Fisco e contabilità

Anche l’antiterrorismo in campo nei controlli sulle piante del Pnrr

I Carabinieri del reparto Eversione a caccia dei semi previsti dalle istruzioni Mase

di Gianni Trovati

Si sbaglierebbe a giudicarla una storia minore. Perché la battaglia sul verde urbano del Pnrr che invece di piantare 1,65 milioni di alberi ha sparso solo 2 milioni di semi, raccontata su Nt+ Enti locali & edilizia di mercoledì scorso, è il riassunto perfetto del cortocircuito che la burocrazia della carta può innescare ai danni di chi comunque prova a fare qualcosa. In questo caso le vittime sono le Città metropolitane. Ma il problema, qui sta il punto, va assai oltre la disfida fra semi e piante.

COME PROCEDERE |
Rispondi a queste domande sull'estratto riportato sopra:
(a) Quale reparto dei Carabinieri è impegnato nei controlli?
(b) Quanti alberi avrebbe dovuto piantare il verde urbano del Pnrr e quanti semi ha sparso invece?
(c) Chi sono le vittime in questo caso?

VOCI FORNITE |

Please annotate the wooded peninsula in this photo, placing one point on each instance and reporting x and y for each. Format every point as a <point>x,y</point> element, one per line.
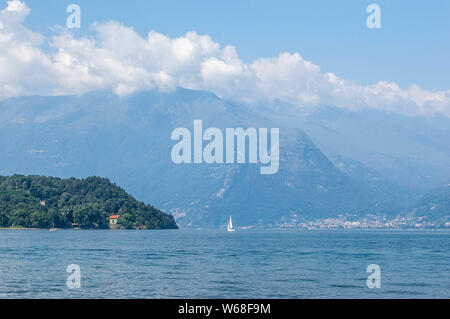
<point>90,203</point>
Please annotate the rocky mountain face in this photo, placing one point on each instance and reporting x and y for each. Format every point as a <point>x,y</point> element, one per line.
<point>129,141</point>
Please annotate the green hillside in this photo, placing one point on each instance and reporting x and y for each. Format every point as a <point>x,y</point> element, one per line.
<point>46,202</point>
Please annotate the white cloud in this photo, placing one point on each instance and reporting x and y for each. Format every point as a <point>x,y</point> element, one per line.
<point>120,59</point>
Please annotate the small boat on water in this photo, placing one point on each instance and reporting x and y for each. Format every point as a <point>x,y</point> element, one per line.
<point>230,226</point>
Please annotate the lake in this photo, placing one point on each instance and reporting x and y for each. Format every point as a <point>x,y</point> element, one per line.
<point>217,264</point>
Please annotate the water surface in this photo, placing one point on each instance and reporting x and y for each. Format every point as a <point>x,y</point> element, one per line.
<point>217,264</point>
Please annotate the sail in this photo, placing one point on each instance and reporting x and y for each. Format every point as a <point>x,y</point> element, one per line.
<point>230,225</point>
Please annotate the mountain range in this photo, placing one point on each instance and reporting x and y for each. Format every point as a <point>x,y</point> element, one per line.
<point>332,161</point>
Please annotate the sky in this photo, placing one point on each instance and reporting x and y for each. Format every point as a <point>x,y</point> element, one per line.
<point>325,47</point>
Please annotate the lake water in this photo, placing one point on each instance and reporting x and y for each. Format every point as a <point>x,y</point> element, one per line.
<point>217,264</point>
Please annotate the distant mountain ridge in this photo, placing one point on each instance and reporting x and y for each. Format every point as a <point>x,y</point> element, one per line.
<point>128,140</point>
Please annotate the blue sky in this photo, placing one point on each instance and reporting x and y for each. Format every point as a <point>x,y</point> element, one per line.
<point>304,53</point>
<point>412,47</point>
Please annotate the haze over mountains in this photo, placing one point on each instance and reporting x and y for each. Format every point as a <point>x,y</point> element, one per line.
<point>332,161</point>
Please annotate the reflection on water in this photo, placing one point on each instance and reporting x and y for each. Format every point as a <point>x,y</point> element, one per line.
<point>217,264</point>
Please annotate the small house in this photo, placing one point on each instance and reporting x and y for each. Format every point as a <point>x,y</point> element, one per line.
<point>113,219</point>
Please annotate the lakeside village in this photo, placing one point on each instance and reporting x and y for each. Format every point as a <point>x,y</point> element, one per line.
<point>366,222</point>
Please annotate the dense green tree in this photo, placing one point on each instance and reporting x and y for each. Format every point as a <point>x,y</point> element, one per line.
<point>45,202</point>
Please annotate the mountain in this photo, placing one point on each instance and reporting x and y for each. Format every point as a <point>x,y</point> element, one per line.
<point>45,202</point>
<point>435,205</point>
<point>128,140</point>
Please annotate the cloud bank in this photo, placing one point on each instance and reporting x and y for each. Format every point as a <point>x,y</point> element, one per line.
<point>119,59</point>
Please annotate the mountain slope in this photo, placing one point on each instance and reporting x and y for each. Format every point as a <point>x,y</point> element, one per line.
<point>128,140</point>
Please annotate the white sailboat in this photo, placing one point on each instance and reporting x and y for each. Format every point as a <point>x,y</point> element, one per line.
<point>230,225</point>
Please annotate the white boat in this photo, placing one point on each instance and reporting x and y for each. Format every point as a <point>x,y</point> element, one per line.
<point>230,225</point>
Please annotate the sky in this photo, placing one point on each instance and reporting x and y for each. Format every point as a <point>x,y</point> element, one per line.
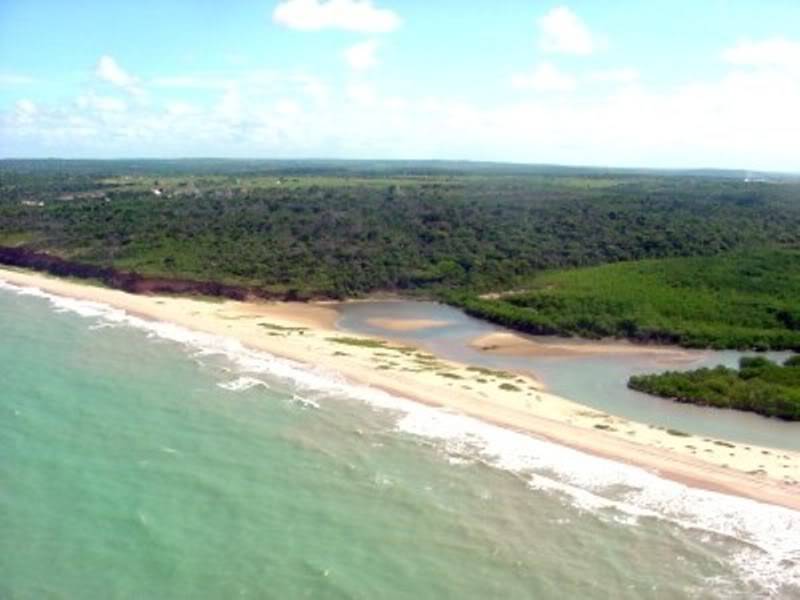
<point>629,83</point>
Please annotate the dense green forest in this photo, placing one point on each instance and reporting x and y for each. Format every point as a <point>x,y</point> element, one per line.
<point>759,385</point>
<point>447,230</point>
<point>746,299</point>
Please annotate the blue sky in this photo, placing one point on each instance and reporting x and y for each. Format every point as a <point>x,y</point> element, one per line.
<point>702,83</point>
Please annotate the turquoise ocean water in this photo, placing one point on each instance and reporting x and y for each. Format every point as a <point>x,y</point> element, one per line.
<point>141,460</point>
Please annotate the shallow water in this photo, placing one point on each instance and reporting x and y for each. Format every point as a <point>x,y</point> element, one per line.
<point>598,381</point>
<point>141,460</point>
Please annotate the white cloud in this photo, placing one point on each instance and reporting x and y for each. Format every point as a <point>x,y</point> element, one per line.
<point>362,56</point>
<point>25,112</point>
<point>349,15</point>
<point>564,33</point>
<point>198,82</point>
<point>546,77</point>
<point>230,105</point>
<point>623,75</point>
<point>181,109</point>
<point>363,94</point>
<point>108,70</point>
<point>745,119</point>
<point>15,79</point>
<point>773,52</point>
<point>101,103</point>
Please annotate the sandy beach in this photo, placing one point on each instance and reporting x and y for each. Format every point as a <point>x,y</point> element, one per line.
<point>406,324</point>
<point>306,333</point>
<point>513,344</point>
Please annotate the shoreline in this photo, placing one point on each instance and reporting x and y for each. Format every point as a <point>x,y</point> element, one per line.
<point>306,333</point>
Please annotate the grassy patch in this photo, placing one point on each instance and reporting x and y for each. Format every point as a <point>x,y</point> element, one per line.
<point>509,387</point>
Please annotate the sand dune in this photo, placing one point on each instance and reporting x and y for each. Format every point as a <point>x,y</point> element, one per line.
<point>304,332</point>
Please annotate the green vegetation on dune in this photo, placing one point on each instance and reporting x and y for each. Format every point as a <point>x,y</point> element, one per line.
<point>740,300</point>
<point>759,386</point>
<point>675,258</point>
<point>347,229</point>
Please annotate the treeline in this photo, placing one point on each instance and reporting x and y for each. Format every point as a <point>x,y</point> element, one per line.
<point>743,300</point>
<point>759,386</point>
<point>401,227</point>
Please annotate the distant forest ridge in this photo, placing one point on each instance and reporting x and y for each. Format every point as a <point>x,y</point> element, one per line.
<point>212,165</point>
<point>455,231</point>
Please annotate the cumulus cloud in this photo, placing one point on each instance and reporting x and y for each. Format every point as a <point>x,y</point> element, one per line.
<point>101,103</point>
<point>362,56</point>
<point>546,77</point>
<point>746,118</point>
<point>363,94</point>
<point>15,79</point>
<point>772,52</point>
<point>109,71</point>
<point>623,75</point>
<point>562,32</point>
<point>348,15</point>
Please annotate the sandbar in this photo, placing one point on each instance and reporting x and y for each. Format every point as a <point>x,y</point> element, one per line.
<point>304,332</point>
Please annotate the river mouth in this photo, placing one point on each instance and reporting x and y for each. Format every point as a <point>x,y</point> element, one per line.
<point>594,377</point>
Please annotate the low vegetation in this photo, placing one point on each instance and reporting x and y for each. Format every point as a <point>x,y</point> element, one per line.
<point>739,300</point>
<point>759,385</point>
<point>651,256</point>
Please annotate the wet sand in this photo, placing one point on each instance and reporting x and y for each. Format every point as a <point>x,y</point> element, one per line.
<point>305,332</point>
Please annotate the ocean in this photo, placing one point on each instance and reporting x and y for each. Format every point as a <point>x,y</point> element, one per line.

RISPOSTA |
(a) Il reparto Eversione.
(b) Avrebbe dovuto piantare 1,65 milioni di alberi, ma ha sparso solo 2 milioni di semi.
(c) Le Città metropolitane.